The problem: Can you repeat the stretch from the line containing "Question. Indicate a point on each instance of the jagged" through the end of the items, swapping "forested ridge" for "wooded ridge" and leaving everything else unchanged?

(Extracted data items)
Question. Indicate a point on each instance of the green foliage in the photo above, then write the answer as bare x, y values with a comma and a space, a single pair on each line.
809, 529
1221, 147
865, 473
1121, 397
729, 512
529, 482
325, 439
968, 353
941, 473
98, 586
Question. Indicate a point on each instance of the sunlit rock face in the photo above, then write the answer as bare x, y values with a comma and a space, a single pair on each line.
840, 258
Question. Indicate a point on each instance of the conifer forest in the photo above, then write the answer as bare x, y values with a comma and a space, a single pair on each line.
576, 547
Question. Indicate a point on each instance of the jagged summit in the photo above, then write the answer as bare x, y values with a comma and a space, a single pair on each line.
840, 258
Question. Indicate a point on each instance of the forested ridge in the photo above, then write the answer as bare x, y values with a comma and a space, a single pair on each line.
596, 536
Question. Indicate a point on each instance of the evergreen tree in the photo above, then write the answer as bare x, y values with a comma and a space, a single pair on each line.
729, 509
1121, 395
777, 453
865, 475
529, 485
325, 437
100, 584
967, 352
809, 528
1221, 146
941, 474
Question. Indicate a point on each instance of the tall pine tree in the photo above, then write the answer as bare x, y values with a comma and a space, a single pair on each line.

The completed task:
Question. Indicate a point on each instance of the jagged summit in the photo above, then write the answer as bare x, y values with a comma and a space, a single pair on each line.
840, 258
Question. Indicate a point on each instance of the wooded ridge in the photo above, then write the answer as bare x, y values with a comma and a space, a single pair on each line.
596, 536
Question. Indicate a point on each instance of the evergreen tree in the photo above, then write the answer as bare x, y values with a comma and a space, a single pair on each line.
729, 509
1121, 395
777, 453
865, 475
529, 485
325, 437
100, 584
967, 352
809, 528
1221, 146
941, 474
Question. Indicate a point on each instance of the tall pine tree in the photo above, then write the answer as bare x, y values with a comma and a space, a single pair on each line.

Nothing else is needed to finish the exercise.